* **What you have to do**: Extract every line of the material below and reproduce it faithfully.

** Entries supplied follows **

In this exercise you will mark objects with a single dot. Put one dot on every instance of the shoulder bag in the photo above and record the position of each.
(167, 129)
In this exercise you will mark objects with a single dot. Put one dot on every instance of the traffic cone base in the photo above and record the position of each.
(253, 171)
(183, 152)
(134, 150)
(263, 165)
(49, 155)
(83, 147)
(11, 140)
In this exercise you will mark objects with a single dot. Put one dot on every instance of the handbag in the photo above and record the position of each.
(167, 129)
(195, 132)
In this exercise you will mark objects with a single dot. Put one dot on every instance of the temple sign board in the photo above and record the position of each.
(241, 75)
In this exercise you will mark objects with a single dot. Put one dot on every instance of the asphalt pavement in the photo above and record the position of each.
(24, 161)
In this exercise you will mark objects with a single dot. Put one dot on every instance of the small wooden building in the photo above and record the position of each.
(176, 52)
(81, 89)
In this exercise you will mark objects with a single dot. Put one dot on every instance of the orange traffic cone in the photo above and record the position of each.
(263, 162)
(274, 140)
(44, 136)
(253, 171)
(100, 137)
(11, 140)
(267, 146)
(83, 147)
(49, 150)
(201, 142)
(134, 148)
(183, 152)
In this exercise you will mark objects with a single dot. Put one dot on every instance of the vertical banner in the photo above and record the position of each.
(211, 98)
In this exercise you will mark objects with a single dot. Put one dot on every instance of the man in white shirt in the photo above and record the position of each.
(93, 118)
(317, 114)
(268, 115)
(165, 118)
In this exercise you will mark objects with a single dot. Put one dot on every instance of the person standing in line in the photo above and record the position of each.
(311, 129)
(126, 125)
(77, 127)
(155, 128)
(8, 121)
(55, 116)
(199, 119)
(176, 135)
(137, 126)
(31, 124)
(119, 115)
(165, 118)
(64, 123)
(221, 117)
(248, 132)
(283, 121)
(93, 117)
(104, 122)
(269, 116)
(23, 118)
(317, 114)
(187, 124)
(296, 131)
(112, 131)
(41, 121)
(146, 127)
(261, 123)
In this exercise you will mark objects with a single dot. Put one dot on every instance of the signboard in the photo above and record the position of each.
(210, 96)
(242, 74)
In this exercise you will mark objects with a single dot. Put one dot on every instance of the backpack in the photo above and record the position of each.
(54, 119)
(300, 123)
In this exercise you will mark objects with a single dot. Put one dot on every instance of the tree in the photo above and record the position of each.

** End of Entries supplied **

* **Finished task**:
In this exercise you will mark objects with a single dot. Put one dot on every instance of the shoulder bag in the photo above and record the position of each.
(167, 129)
In this exercise you will mark objects with a single dot. Put one dot on every instance of the traffic cone base in the photo above and record the position of each.
(253, 171)
(183, 152)
(134, 150)
(263, 165)
(49, 155)
(83, 147)
(11, 140)
In this exercise you will mark objects with a single dot. Put one dot on every instance of the handbag in the photo above and record the position of each.
(167, 129)
(195, 132)
In this exercise you will mark objects with a single dot. Put one dot on every instance of the temple sign board in the photo above and record the position of each.
(241, 75)
In this exercise you will mark objects with a single dot. Put one dot on every instance of the asphalt pavement in the photo above and record the position of each.
(24, 161)
In this exercise you will mark objects with a single dot. Put one dot on every instance of the small wooden building in the photo above and record the position of each.
(176, 52)
(81, 89)
In this exercise you will mark objects with a single dot. Put one dot on every instance of the orange traffic cone in the photo above and record the position of each.
(263, 162)
(274, 140)
(44, 136)
(253, 171)
(100, 137)
(11, 140)
(267, 146)
(83, 147)
(49, 150)
(201, 142)
(134, 148)
(183, 152)
In this exercise you will mark objects with a single dot. Put one dot on every instance of the vertical banner in the photo above and record the position of each.
(211, 98)
In this exercise you will mark objects with a single dot. Put one dot on every instance of the man in white shirt in the photo above and record the position of each.
(93, 118)
(317, 114)
(268, 115)
(165, 118)
In this exercise you will mark objects with a single dot. Put one dot on every instance of the person standing in line in the photo above and record the position of each.
(311, 129)
(126, 125)
(77, 127)
(155, 128)
(8, 121)
(55, 116)
(199, 119)
(176, 135)
(137, 126)
(31, 124)
(119, 115)
(165, 118)
(64, 123)
(221, 117)
(248, 132)
(283, 121)
(93, 117)
(104, 122)
(269, 116)
(23, 118)
(317, 114)
(187, 124)
(296, 131)
(112, 131)
(41, 121)
(146, 127)
(261, 123)
In this exercise you will mark objects with a single dot. Put one dot on every instance of the signboard in the photo above and record the position of each.
(210, 96)
(242, 74)
In this exercise you will mark objects with a single dot. Put one dot on every instance of the backpack in the photo above and record the position of each.
(54, 119)
(300, 123)
In this exercise you will mark objects with a single dot. Put one dot on every instance of the tree in the photo above and record the position of each.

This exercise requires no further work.